Assignment: Every line of the data below should be retyped exactly, with no images carried over.

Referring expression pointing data
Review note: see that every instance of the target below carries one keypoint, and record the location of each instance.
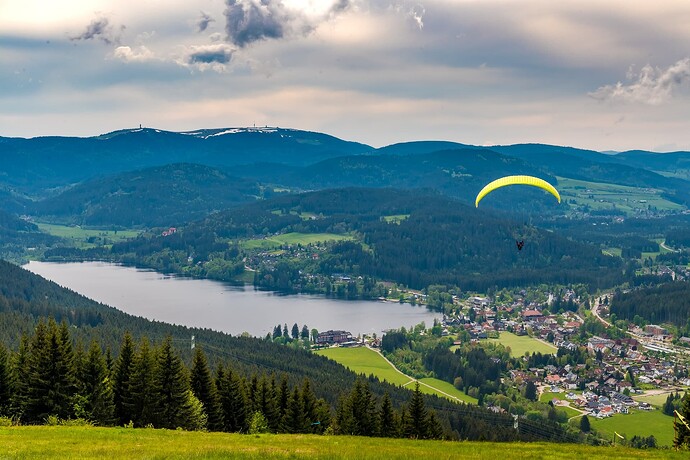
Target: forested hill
(459, 173)
(404, 236)
(665, 303)
(167, 195)
(34, 165)
(26, 299)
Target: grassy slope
(641, 423)
(365, 361)
(598, 195)
(293, 238)
(79, 235)
(123, 443)
(519, 345)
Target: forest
(665, 303)
(439, 242)
(35, 314)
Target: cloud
(249, 21)
(203, 22)
(213, 57)
(98, 29)
(651, 86)
(138, 54)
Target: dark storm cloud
(252, 20)
(203, 22)
(98, 29)
(214, 55)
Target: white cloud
(651, 86)
(137, 54)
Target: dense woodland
(439, 242)
(665, 303)
(31, 307)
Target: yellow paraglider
(516, 180)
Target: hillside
(160, 196)
(116, 443)
(40, 164)
(437, 241)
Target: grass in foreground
(519, 345)
(123, 443)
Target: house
(531, 314)
(332, 337)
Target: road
(595, 310)
(412, 379)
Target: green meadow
(599, 196)
(637, 422)
(365, 361)
(39, 442)
(292, 238)
(521, 344)
(80, 235)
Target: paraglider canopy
(516, 180)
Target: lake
(223, 307)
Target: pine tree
(96, 388)
(233, 399)
(310, 405)
(294, 417)
(668, 406)
(20, 378)
(5, 393)
(51, 374)
(139, 403)
(682, 438)
(387, 427)
(419, 424)
(265, 401)
(204, 388)
(585, 426)
(123, 369)
(171, 384)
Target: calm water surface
(218, 306)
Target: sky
(602, 75)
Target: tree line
(149, 385)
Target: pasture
(41, 442)
(292, 238)
(362, 360)
(637, 422)
(82, 237)
(600, 196)
(521, 344)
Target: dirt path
(413, 380)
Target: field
(362, 360)
(292, 238)
(598, 196)
(36, 442)
(447, 390)
(519, 345)
(638, 422)
(548, 396)
(87, 237)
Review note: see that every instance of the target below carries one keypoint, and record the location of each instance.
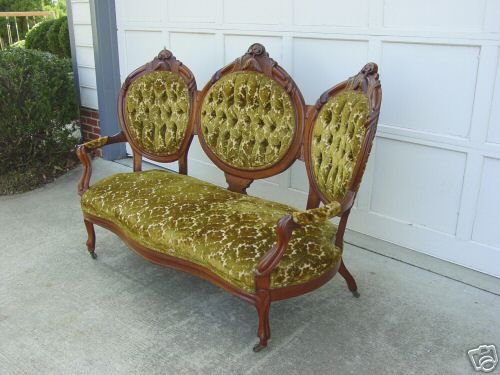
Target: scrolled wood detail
(164, 61)
(83, 155)
(257, 59)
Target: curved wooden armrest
(83, 155)
(289, 222)
(284, 230)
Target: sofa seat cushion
(225, 232)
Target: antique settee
(252, 122)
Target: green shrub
(51, 36)
(20, 6)
(20, 44)
(63, 36)
(37, 102)
(37, 36)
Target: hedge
(38, 109)
(51, 36)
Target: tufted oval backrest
(251, 117)
(156, 106)
(341, 133)
(248, 120)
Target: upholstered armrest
(96, 143)
(82, 153)
(317, 215)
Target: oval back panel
(251, 117)
(156, 105)
(340, 134)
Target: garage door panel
(418, 184)
(188, 47)
(487, 222)
(318, 64)
(494, 123)
(200, 11)
(429, 87)
(456, 15)
(352, 13)
(141, 46)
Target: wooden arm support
(284, 230)
(82, 152)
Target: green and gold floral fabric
(248, 120)
(337, 138)
(157, 112)
(226, 232)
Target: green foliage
(38, 109)
(20, 44)
(63, 37)
(21, 6)
(58, 7)
(51, 36)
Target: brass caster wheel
(258, 347)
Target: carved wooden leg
(351, 283)
(264, 332)
(90, 238)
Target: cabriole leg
(90, 238)
(351, 283)
(264, 332)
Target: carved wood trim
(83, 155)
(367, 81)
(198, 270)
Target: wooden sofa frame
(256, 59)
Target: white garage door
(433, 181)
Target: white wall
(82, 27)
(433, 180)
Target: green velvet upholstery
(157, 112)
(248, 120)
(226, 232)
(337, 138)
(318, 215)
(96, 143)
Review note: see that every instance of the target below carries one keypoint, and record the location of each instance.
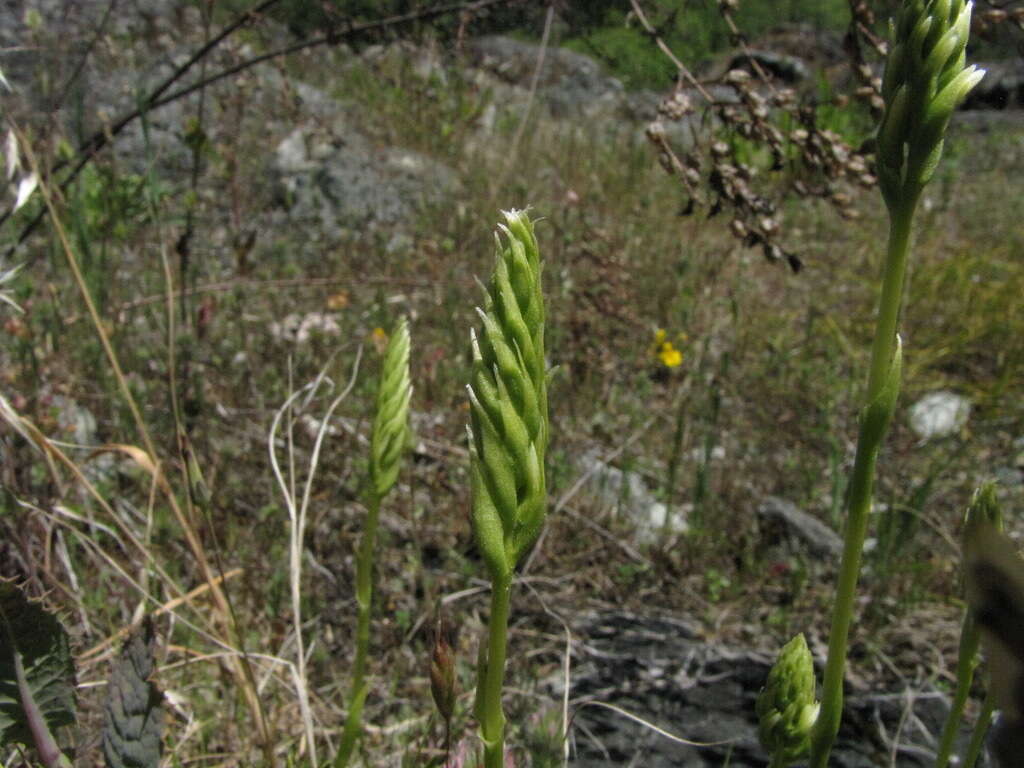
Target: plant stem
(862, 480)
(493, 720)
(977, 743)
(966, 663)
(364, 598)
(900, 219)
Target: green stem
(364, 599)
(493, 718)
(966, 663)
(900, 219)
(862, 482)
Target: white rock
(939, 414)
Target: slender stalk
(926, 77)
(364, 599)
(892, 294)
(390, 435)
(977, 743)
(884, 358)
(493, 722)
(966, 664)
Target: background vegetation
(761, 403)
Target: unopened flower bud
(786, 709)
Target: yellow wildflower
(338, 300)
(665, 350)
(670, 355)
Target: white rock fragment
(939, 414)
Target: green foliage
(694, 31)
(133, 713)
(509, 403)
(391, 432)
(37, 674)
(786, 709)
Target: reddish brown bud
(442, 668)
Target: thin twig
(91, 146)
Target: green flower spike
(926, 78)
(390, 435)
(509, 403)
(391, 421)
(786, 710)
(508, 439)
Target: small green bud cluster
(391, 421)
(509, 402)
(926, 78)
(786, 709)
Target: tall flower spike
(509, 402)
(925, 80)
(391, 421)
(786, 710)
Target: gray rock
(627, 492)
(779, 517)
(341, 181)
(570, 85)
(658, 669)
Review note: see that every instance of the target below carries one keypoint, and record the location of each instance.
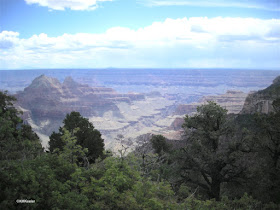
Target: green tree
(17, 140)
(212, 156)
(160, 144)
(87, 136)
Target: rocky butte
(46, 101)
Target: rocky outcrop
(261, 101)
(232, 100)
(177, 124)
(46, 101)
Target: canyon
(131, 103)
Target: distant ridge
(261, 101)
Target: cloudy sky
(139, 33)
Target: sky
(40, 34)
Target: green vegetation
(228, 162)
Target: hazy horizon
(139, 34)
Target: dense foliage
(84, 131)
(227, 162)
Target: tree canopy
(87, 136)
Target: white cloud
(272, 5)
(71, 4)
(186, 42)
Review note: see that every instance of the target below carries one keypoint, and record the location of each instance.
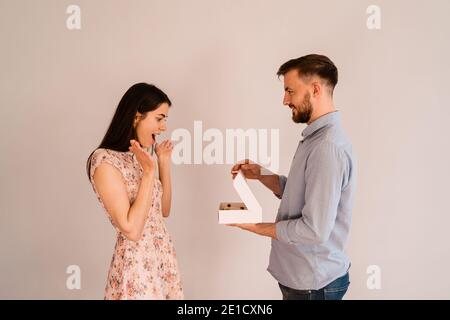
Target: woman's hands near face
(143, 157)
(164, 150)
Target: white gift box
(248, 211)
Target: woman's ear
(137, 118)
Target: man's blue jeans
(334, 291)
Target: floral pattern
(146, 269)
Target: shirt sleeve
(324, 175)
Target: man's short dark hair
(312, 64)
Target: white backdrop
(217, 62)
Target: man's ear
(317, 89)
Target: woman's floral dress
(146, 269)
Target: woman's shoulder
(113, 157)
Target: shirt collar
(327, 119)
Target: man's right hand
(249, 170)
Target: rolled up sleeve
(324, 176)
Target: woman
(122, 174)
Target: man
(311, 229)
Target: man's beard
(303, 114)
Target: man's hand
(264, 229)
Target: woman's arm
(164, 152)
(164, 176)
(130, 219)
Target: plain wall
(217, 62)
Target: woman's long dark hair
(141, 97)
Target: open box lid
(246, 194)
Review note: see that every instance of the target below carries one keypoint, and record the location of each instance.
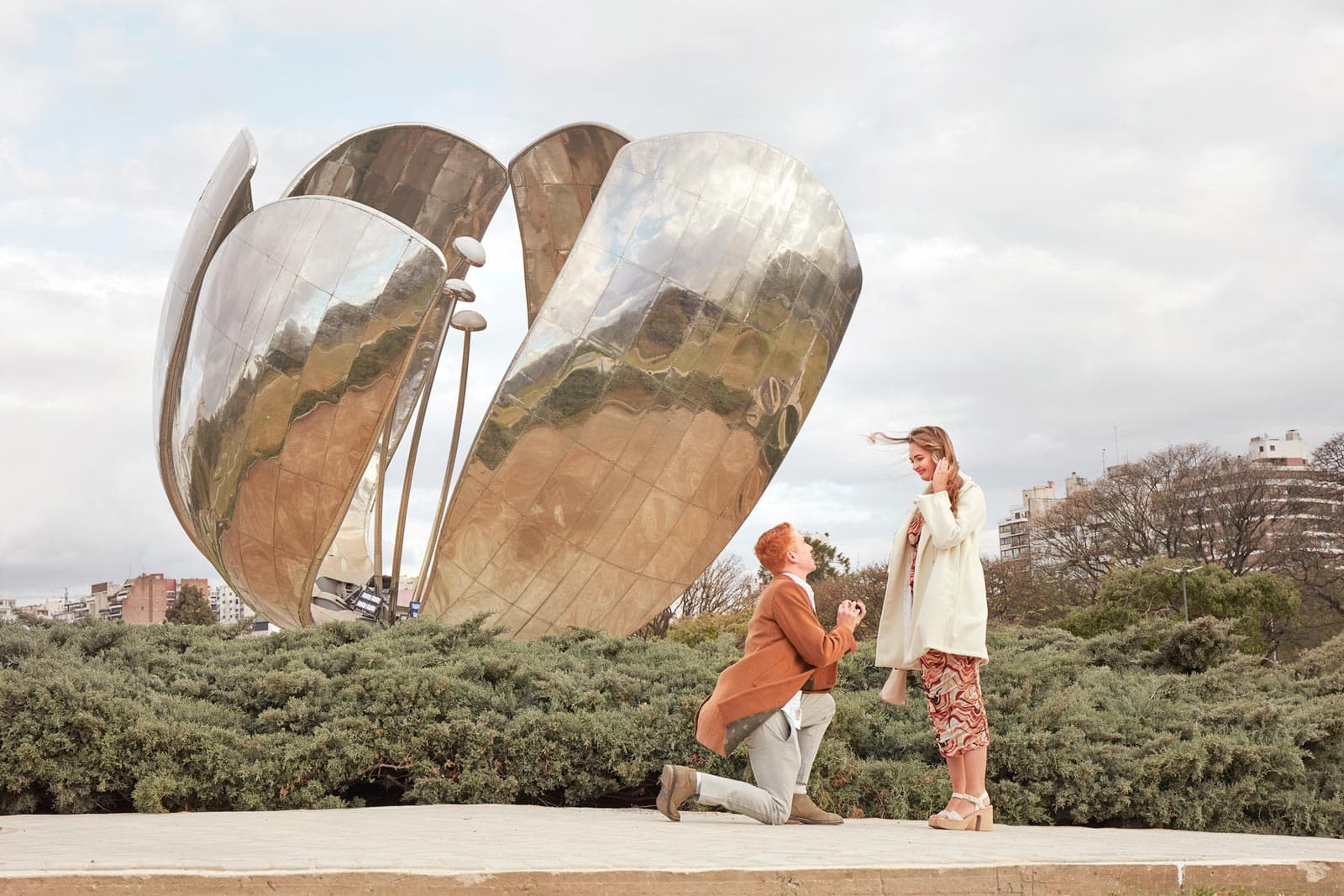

Answer box:
Review note: see that every instance of the target below carries one keypoint, and record the location of each instance.
Target: forested hill
(459, 173)
(404, 236)
(665, 303)
(167, 195)
(34, 165)
(26, 299)
Target: grassy slope
(641, 423)
(365, 361)
(598, 195)
(293, 238)
(79, 235)
(123, 443)
(519, 345)
Target: forest
(665, 303)
(439, 242)
(35, 314)
Target: cloud
(249, 21)
(203, 22)
(213, 57)
(98, 29)
(651, 86)
(138, 54)
Target: dark storm cloud
(252, 20)
(203, 22)
(98, 29)
(214, 55)
Target: white cloud
(651, 86)
(137, 54)
Target: dense woodland
(439, 242)
(665, 303)
(31, 307)
Target: yellow paraglider
(516, 180)
Target: hillside
(160, 196)
(116, 443)
(40, 164)
(437, 241)
Target: grass in foreground
(519, 345)
(123, 443)
Target: house
(531, 314)
(332, 337)
Target: road
(595, 310)
(412, 379)
Target: green meadow
(599, 196)
(637, 422)
(365, 361)
(39, 442)
(292, 238)
(521, 344)
(80, 235)
Target: paraglider canopy
(516, 180)
Target: lake
(223, 307)
Target: pine tree
(96, 388)
(233, 399)
(310, 405)
(294, 417)
(668, 406)
(20, 378)
(5, 393)
(51, 374)
(139, 403)
(682, 438)
(387, 427)
(419, 424)
(265, 401)
(204, 388)
(585, 426)
(123, 369)
(171, 384)
Target: calm water surface
(218, 306)
Target: sky
(602, 75)
Target: tree line
(149, 385)
Target: pasture
(41, 442)
(292, 238)
(362, 360)
(637, 422)
(82, 237)
(600, 196)
(521, 344)
Target: dirt path
(413, 380)
Target: field
(362, 360)
(292, 238)
(598, 196)
(36, 442)
(447, 390)
(519, 345)
(638, 422)
(548, 396)
(87, 237)
Review note: see that every instance of the target below carries one keypoint, and record the location of each instance.
Target: scrolled wood detail
(164, 61)
(83, 155)
(257, 59)
Target: curved wooden armrest
(83, 155)
(289, 222)
(284, 230)
Target: sofa seat cushion
(225, 232)
Target: antique settee
(252, 122)
Target: green shrub
(51, 36)
(20, 6)
(20, 44)
(63, 36)
(37, 102)
(37, 36)
Target: hedge
(38, 109)
(51, 36)
Target: tufted oval backrest
(251, 117)
(156, 106)
(341, 133)
(248, 120)
Target: upholstered armrest
(96, 143)
(82, 153)
(317, 215)
Target: oval back panel
(251, 117)
(156, 105)
(340, 134)
Target: garage door panel
(418, 184)
(188, 47)
(487, 222)
(318, 64)
(494, 123)
(200, 11)
(429, 87)
(456, 15)
(352, 13)
(141, 46)
Target: wooden arm support
(284, 230)
(82, 152)
Target: green and gold floral fabric
(248, 120)
(337, 138)
(157, 112)
(226, 232)
Target: green foliage
(38, 109)
(20, 44)
(63, 37)
(21, 6)
(58, 7)
(51, 36)
Target: brass caster wheel
(258, 347)
Target: carved wooden leg
(351, 283)
(264, 332)
(90, 238)
Target: cabriole leg
(90, 238)
(351, 283)
(264, 332)
Target: carved wood trim
(83, 155)
(367, 81)
(198, 270)
Target: wooden sofa frame
(256, 59)
Target: white garage door
(433, 181)
Target: white wall
(82, 27)
(433, 180)
Target: green velvet upholstery
(157, 112)
(248, 120)
(226, 232)
(337, 138)
(318, 215)
(96, 143)
Review note: see that every instance of the target below carries one keypoint, and record the location of each instance.
Target: plant stem
(862, 480)
(493, 720)
(977, 743)
(966, 663)
(364, 598)
(900, 219)
Target: green stem
(364, 599)
(493, 718)
(966, 663)
(900, 219)
(862, 482)
Target: white rock
(939, 414)
Target: slender stalk
(926, 77)
(364, 599)
(892, 294)
(390, 435)
(977, 743)
(884, 358)
(493, 722)
(966, 664)
Target: background vegetation
(761, 403)
Target: unopened flower bud
(786, 709)
Target: yellow wildflower
(338, 300)
(665, 350)
(670, 355)
Target: white rock fragment
(939, 414)
Target: green foliage
(694, 31)
(133, 713)
(509, 403)
(391, 432)
(37, 674)
(786, 709)
Target: reddish brown bud
(442, 668)
Target: thin twig
(91, 146)
Target: green flower spike
(926, 78)
(390, 435)
(509, 403)
(391, 421)
(786, 710)
(508, 439)
Target: small green bud cluster
(391, 421)
(509, 402)
(926, 78)
(786, 709)
Target: tall flower spike
(509, 402)
(925, 80)
(391, 421)
(786, 710)
Target: gray rock
(627, 492)
(779, 517)
(341, 181)
(570, 85)
(658, 669)
Review note: see that every instance of the target below carries one keypoint, and record the location of each instance.
Target: green tree
(17, 140)
(212, 156)
(160, 144)
(87, 136)
Target: rocky butte
(46, 101)
Target: rocky outcrop
(261, 101)
(232, 100)
(177, 124)
(46, 101)
Target: canyon
(131, 103)
Target: distant ridge
(261, 101)
Target: cloudy sky
(139, 33)
Target: sky
(40, 34)
Target: green vegetation
(228, 162)
Target: hazy horizon
(139, 34)
Target: dense foliage
(84, 131)
(227, 162)
Target: tree canopy
(87, 136)
Target: white cloud
(272, 5)
(71, 4)
(186, 42)
Review note: see that every instance of the target below carries one keypoint, and record the location of each instance.
Target: woman's hands near face
(143, 157)
(164, 150)
Target: white gift box
(248, 211)
Target: woman's ear
(137, 118)
Target: man's blue jeans
(334, 291)
Target: floral pattern
(146, 269)
Target: shirt sleeve
(324, 175)
Target: man's short dark hair
(312, 64)
Target: white backdrop
(217, 62)
Target: man's ear
(317, 89)
Target: woman's floral dress
(146, 269)
Target: woman's shoulder
(113, 157)
Target: shirt collar
(327, 119)
Target: man's right hand
(249, 170)
Target: rolled up sleeve
(324, 176)
Target: woman
(122, 174)
Target: man
(311, 229)
Target: man's beard
(303, 114)
Target: man's hand
(264, 229)
Target: woman's arm
(164, 152)
(164, 176)
(130, 219)
Target: plain wall
(217, 62)
Target: woman's long dark hair
(141, 97)
Target: open box lid
(246, 194)
Review note: see that every instance of the target below carries one keypoint, and record the location of each instance.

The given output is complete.